**WHAT YOU SHOULD DO**. Reproduce the passage on lexical scoping in R word for word.

**PASSAGE**.
===============

R Lexical Scoping: Why R Finds Variables Where It Does (And Not Where You Expect)

Lexical scoping is R's rule for finding values: a function looks up a name in the environment where it was defined, not where it was called. Understanding that one rule explains most "weird" R behavior, why mean() just works, why closures remember their data, and why a tiny rename can silently break a function.

What is lexical scoping in R?

The clearest way to see lexical scoping is to watch it at work. Below, f() uses a variable x it never defined, where does R find it? And what happens when we change x after defining f? This tiny example already contains two of the four rules we'll unpack below.

RFunction finds x in outer scope
x <- 10 f <- function() { # f never defines x, R walks outward to find it x + 1 } f() #> [1] 11 # Change x AFTER f was defined x <- 99 f() #> [1] 100

  

Two things happened. First, f() found x in the environment where it was defined (the global environment), that's the lexical part. Second, the value it found was 99, not the 10 that existed when f was written. R looked up x when we called f, not when we defined it. That timing rule is called dynamic lookup, and yes, "lexical" + "dynamic lookup" sounds like a contradiction, more on that in a minute.

===============

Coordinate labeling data

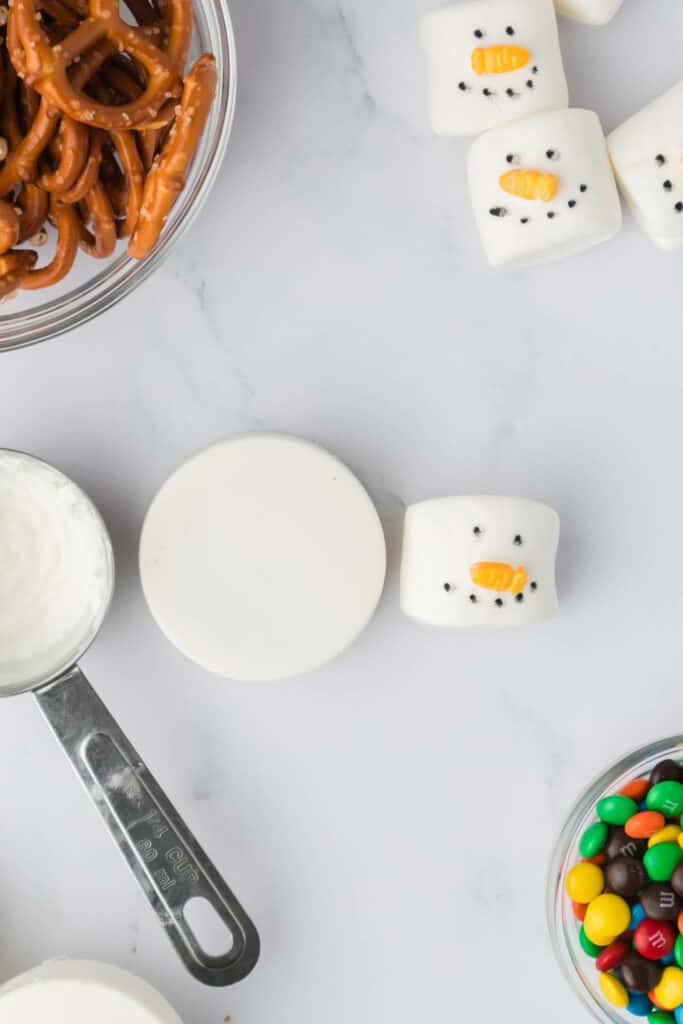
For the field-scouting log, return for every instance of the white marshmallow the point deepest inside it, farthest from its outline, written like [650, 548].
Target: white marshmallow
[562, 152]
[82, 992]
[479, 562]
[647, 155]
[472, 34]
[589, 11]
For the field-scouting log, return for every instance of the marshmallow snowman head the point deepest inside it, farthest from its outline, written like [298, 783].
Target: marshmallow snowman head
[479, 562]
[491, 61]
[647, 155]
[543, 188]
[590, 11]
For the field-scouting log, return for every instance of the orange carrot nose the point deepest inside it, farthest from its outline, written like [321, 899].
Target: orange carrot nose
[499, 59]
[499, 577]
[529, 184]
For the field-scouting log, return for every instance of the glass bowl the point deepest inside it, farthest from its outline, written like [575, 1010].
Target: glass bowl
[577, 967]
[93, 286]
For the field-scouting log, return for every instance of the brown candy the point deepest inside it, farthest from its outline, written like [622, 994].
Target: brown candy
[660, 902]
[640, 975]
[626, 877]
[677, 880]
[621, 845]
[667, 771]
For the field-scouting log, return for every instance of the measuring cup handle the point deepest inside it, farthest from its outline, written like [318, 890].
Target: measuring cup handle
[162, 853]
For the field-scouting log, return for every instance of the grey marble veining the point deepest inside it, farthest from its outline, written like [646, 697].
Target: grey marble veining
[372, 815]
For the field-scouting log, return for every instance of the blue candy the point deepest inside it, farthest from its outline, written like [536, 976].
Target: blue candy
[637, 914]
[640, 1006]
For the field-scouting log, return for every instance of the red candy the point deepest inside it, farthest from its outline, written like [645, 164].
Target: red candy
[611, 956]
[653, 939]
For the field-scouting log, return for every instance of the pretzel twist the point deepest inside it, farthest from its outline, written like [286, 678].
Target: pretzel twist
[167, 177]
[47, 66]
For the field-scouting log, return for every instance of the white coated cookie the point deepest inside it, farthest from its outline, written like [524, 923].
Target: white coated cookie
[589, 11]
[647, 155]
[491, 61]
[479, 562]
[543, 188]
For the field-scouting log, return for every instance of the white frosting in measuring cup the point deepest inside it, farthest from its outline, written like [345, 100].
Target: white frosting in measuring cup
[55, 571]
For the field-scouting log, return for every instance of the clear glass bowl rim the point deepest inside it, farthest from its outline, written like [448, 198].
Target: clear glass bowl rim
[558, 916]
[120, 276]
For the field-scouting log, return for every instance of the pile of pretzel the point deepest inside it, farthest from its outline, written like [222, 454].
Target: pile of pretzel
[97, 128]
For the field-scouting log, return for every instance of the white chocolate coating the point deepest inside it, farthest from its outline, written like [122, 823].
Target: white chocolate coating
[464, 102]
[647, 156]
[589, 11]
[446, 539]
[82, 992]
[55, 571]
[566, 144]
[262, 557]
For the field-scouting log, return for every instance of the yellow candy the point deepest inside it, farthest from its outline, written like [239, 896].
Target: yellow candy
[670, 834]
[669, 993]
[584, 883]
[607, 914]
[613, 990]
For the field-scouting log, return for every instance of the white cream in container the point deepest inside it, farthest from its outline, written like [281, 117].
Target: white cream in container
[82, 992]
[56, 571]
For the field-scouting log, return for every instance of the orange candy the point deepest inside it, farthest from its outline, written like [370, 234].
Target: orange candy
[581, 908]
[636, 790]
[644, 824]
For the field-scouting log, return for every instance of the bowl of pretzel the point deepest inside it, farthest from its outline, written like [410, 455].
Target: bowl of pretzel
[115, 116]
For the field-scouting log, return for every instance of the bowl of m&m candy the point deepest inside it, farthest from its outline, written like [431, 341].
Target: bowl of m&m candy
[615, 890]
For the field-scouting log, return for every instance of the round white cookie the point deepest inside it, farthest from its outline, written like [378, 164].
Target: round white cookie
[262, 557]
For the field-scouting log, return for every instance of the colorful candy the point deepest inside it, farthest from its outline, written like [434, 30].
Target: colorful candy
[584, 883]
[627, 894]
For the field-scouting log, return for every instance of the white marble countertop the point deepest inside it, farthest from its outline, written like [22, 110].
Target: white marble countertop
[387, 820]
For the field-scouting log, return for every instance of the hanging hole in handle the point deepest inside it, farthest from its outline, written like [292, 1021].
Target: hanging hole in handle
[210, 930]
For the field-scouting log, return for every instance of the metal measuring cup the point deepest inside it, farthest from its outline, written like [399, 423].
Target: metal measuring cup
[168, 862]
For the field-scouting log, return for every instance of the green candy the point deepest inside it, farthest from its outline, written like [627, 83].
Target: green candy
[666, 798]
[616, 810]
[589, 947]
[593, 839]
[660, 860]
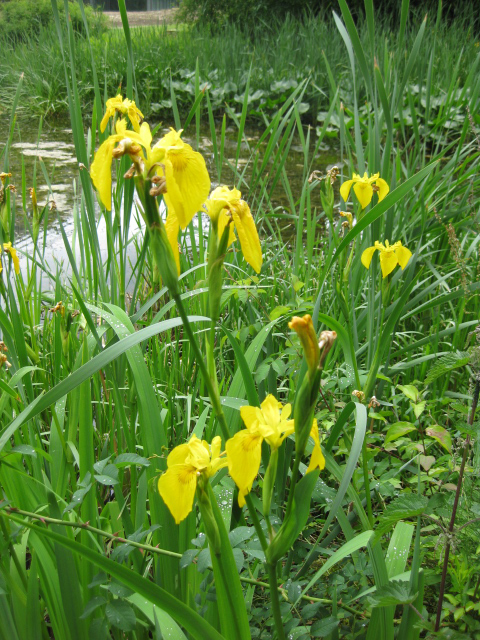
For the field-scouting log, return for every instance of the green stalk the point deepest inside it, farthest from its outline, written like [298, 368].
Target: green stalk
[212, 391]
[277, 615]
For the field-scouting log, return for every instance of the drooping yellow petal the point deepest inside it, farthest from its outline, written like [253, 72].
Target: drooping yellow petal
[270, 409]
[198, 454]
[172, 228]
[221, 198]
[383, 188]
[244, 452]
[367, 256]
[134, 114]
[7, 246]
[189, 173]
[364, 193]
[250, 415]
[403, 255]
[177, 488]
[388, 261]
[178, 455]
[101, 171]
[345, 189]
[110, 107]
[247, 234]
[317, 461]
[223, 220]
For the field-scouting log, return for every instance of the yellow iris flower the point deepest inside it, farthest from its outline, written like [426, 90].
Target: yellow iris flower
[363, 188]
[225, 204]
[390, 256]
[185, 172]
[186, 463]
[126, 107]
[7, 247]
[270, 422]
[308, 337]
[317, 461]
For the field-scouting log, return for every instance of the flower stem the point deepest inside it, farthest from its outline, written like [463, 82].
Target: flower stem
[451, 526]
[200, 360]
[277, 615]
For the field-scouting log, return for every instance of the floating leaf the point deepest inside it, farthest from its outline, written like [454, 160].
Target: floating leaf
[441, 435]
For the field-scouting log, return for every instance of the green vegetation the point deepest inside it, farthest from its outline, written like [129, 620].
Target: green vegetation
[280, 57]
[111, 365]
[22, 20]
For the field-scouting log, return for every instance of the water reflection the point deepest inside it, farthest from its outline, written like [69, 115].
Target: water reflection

===============

**RESULT**.
R Lexical Scoping: Why R Finds Variables Where It Does (And Not Where You Expect)

Lexical scoping is R's rule for finding values: a function looks up a name in the environment where it was defined, not where it was called. Understanding that one rule explains most "weird" R behavior, why mean() just works, why closures remember their data, and why a tiny rename can silently break a function.

What is lexical scoping in R?

The clearest way to see lexical scoping is to watch it at work. Below, f() uses a variable x it never defined, where does R find it? And what happens when we change x after defining f? This tiny example already contains two of the four rules we'll unpack below.

RFunction finds x in outer scope
x <- 10 f <- function() { # f never defines x, R walks outward to find it x + 1 } f() #> [1] 11 # Change x AFTER f was defined x <- 99 f() #> [1] 100

  

Two things happened. First, f() found x in the environment where it was defined (the global environment), that's the lexical part. Second, the value it found was 99, not the 10 that existed when f was written. R looked up x when we called f, not when we defined it. That timing rule is called dynamic lookup, and yes, "lexical" + "dynamic lookup" sounds like a contradiction, more on that in a minute.